## Short task 1:
Which lines in the entries below contain the string "stone"? Copy each of them.

## Text extract:
---------------

We concluded that night with deciding that we needed more time to talk. I suggested that perhaps next time she could ask me questions about what I think and what I believe, because it wasn't fair for me to keep asking her all the time. She expressed a great disinterest in doing so, to my disappointment. So instead I suggested that next time instead of me asking questions, we could watch some video clips together and discuss them. During my studies I came across a local TV show in Austin called The Atheist Experience, which has a lot of great dialog about atheists, religion, separation of church and state, science, beliefs, and related matters. Its also a call in show where people can talk about whatever is on their minds. Most of their 90 minute shows (and several minute clips from those shows) are hosted on Google Video. I'll share many of the best clips in my later posts.

---------------

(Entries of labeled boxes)
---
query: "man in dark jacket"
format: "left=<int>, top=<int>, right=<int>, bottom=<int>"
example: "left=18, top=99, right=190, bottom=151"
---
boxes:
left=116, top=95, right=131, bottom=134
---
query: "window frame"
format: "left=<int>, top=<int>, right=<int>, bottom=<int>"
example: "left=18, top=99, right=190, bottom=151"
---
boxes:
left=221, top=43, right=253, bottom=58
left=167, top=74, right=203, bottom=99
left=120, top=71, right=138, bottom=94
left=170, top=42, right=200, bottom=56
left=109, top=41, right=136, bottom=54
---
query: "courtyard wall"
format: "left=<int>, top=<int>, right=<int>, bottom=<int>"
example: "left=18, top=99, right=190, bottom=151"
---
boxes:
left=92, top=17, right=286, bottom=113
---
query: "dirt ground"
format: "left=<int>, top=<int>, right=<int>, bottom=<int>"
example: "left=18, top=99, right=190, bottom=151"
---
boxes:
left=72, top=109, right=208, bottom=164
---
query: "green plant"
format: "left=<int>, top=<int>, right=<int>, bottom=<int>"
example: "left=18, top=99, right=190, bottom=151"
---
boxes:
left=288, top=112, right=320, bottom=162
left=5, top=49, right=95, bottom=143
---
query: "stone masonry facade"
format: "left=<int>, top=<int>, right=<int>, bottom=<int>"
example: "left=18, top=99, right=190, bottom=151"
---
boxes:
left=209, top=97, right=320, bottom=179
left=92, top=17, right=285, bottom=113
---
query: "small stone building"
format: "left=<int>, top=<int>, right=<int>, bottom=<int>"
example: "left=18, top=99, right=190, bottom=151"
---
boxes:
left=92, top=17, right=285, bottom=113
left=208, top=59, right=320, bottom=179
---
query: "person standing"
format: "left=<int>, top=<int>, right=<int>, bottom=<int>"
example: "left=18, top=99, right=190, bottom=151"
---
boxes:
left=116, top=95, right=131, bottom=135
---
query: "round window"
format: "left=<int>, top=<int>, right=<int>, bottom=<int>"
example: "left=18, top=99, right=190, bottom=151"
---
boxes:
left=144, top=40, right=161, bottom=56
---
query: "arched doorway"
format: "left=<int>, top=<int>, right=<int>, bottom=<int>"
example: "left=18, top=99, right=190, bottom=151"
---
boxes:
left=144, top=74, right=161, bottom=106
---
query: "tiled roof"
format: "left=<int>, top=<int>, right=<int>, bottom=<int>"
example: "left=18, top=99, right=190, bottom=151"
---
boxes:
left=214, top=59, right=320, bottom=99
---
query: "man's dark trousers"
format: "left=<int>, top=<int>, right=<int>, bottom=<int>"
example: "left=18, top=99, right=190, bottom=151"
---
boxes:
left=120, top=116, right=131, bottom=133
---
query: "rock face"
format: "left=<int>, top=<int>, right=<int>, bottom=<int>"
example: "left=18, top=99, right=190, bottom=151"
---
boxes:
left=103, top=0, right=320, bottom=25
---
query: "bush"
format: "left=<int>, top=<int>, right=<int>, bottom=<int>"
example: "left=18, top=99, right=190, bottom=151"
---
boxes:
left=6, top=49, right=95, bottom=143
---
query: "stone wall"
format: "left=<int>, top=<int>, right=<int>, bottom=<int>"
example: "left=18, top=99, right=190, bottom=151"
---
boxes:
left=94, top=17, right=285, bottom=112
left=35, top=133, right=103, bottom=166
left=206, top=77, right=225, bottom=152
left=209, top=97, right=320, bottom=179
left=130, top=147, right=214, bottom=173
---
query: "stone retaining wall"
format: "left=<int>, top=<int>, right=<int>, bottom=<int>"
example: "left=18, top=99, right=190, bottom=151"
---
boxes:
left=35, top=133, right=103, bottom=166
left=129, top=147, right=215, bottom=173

---------------

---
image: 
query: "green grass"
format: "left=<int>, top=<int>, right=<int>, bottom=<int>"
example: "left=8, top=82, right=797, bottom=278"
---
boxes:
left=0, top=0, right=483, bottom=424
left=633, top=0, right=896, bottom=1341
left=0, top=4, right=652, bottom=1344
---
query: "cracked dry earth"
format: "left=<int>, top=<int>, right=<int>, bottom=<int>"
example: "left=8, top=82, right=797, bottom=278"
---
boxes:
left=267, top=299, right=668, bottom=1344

---------------

## Short task 2:
According to the blog excerpt, where are most of the 90-minute shows of The Atheist Experience hosted?

## Full response 1:
query: "stone masonry facade"
query: "small stone building"
query: "stone wall"
query: "stone retaining wall"

## Full response 2:
On Google Video.